___ RAW DATA
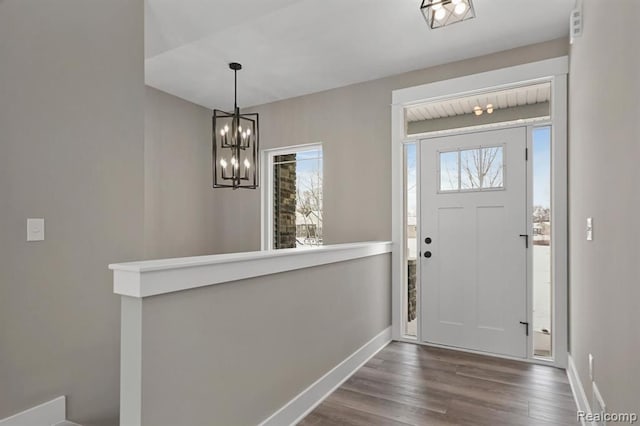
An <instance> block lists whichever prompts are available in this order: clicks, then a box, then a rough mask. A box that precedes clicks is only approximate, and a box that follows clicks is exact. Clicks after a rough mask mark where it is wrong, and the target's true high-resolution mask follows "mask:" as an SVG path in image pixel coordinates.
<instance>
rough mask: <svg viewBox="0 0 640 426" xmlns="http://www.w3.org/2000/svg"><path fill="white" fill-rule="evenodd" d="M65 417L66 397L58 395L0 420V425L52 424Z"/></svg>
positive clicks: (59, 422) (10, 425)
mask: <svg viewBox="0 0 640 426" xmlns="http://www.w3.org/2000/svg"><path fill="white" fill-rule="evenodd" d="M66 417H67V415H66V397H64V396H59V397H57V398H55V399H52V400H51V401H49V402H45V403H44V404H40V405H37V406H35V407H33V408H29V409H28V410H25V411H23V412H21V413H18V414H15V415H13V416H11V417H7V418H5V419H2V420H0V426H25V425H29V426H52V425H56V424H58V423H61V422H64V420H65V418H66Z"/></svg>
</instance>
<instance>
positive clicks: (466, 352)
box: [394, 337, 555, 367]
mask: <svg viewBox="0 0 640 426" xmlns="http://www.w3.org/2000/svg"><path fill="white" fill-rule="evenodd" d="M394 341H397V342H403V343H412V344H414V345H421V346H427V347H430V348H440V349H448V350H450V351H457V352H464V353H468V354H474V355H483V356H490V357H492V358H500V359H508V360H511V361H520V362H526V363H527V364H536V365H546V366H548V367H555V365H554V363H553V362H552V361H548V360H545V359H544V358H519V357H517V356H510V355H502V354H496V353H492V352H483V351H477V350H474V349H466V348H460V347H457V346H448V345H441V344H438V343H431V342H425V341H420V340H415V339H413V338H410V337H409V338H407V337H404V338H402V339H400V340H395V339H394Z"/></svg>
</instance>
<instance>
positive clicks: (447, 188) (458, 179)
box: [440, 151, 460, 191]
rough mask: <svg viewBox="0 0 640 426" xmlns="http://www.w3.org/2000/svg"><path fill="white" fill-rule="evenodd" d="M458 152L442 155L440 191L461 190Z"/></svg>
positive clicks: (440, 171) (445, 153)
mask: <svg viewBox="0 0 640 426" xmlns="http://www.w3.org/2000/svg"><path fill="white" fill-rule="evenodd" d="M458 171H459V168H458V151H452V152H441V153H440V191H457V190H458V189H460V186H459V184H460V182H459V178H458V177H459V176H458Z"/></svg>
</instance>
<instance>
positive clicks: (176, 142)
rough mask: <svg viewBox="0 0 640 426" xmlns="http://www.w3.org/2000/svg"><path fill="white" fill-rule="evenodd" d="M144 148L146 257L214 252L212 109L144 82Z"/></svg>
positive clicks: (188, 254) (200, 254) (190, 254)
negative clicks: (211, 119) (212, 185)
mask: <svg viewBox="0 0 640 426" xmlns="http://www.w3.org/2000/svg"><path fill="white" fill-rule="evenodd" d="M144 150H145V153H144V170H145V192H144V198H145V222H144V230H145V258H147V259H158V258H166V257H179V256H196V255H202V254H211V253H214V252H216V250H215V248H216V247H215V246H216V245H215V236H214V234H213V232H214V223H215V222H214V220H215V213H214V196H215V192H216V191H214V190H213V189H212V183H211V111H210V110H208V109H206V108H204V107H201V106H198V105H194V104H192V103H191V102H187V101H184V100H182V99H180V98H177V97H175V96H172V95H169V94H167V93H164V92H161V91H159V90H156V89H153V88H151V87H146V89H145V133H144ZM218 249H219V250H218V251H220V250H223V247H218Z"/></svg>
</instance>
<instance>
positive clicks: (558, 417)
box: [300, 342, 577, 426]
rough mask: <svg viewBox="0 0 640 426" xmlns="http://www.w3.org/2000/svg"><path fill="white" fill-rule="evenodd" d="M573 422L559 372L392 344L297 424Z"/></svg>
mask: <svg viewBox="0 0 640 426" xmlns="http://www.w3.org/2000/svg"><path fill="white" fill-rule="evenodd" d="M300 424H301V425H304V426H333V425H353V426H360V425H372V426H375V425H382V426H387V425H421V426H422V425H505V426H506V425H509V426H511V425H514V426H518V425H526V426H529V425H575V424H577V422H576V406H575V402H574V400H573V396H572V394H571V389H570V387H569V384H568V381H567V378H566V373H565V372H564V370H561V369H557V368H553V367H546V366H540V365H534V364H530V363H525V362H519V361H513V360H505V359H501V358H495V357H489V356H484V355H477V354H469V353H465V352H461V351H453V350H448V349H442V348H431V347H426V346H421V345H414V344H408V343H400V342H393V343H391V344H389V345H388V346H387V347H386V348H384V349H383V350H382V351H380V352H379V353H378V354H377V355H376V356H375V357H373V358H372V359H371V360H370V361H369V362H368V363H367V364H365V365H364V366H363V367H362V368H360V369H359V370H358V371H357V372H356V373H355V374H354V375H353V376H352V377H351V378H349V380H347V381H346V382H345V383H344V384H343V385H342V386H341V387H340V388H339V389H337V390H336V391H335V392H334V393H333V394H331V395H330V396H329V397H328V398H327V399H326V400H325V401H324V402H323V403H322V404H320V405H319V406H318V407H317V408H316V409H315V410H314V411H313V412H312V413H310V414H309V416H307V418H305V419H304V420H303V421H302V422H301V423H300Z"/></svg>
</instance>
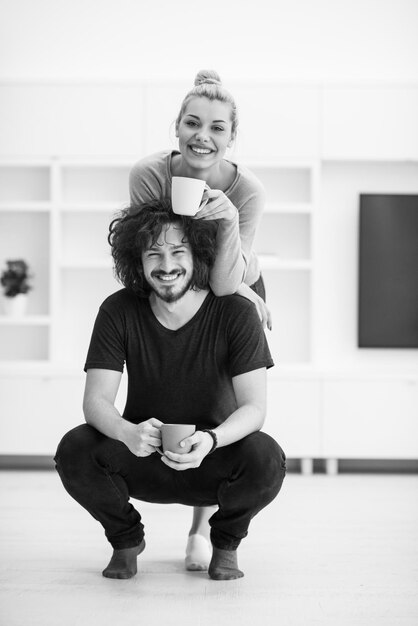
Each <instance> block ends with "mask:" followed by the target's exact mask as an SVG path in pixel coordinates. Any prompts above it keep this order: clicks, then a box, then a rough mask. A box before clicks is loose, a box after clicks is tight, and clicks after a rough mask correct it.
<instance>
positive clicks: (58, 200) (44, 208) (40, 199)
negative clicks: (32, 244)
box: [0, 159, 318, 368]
______
## ACTION ITEM
Pictures stay out. Repeat only the lines from the beginning of the data through the line that has "positive clicks: (466, 352)".

## RESULT OF THE EXERCISE
An <instance> block lists whichever prompts are available in this order: clicks, then a box, then a rough mask. A box that precedes clicks is only approximate, and a box that follows clicks is exact. Clicks after a rough mask mark where it is wrong, and the target's true high-resolution mask follows "mask:" as an SVG path in image pixel coordinates.
<instance>
rough mask: <svg viewBox="0 0 640 426" xmlns="http://www.w3.org/2000/svg"><path fill="white" fill-rule="evenodd" d="M65 417L66 397L58 395L0 420V425L52 424Z"/></svg>
positive clicks: (59, 422) (10, 425)
mask: <svg viewBox="0 0 640 426" xmlns="http://www.w3.org/2000/svg"><path fill="white" fill-rule="evenodd" d="M66 417H67V415H66V397H64V396H59V397H57V398H55V399H52V400H51V401H49V402H45V403H44V404H40V405H37V406H35V407H33V408H29V409H28V410H25V411H23V412H21V413H18V414H15V415H13V416H11V417H7V418H5V419H2V420H0V426H25V425H29V426H52V425H56V424H58V423H61V422H64V420H65V418H66Z"/></svg>
</instance>
<instance>
positive clicks: (466, 352)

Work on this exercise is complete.